**РАБОЧЕЕ ЗАДАНИЕ:** Куда, согласно фрагменту о сборнике «Новый Завет», составители поместили его обобщающее и заключительное «евангелие-резюме»?

**ПРЕДОСТАВЛЕННЫЙ ФРАГМЕНТ:**
::::::::
И всё же сатирический памфлет «Новый Завет» — это и манифест. Пусть и со вторым дном, но это всё же манифест — несмотря на всю его иронию и лукавство (свойственные, в особенности, евангелисту Матфею, одному из авторов и, возможно, редактору-составителю; обратим внимание, кстати, на конструкцию сборника: его обобщающее и заключительное «евангелие-резюме» помещено составителями, наоборот, в начало этого сборника-перевёртыша — как его предисловие и аннотация).

Приём, которым пользуется язвительный Матфей, — это и остранённость (от слова «странность»), и, главное, — отстранённость, постороннесть совсем в чеховском смысле, когда невозмутимый автор — якобы нейтральный, якобы он объективно пишет историю болезни — показывает описываемые события в лексике их героев, в представлениях и оценках персонажей, в понятиях героев событий, глазами их героев.

В этом смысле сборник «Новый Завет» — политический памфлет, это документ-свидетельство и документ-предупреждение.

Свою собственную позицию, ироничную и скептическую по отношению к описываемому, авторы «Нового Завета», особенно виртуозный сатирик Матфей, нисколько не скрывают, но проявляют они её исключительно тонко — если можно так сказать, только лишь через курсив, то есть подчёркивая, выделяя и иронично утрируя лозунги, взгляды, оценки и самооценки персонажей. Иногда — комично-апологетическим тоном и преувеличенно-комплиментарными, явно издевательскими, несуразно возвышенными сравнениями.
::::::::
**ПЕРЕЧЕНЬ ДАННЫХ:**

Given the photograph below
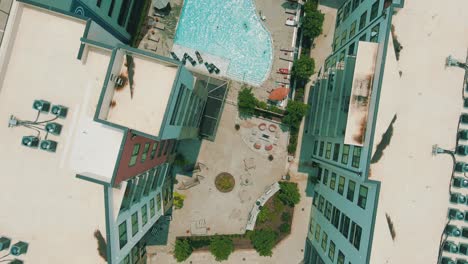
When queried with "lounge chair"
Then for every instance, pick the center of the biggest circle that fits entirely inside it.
(160, 26)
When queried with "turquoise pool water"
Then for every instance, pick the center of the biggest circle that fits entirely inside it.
(230, 29)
::::::::
**ОТВЕТ НА ЗАДАНИЕ:** В начало сборника, как его предисловие и аннотацию.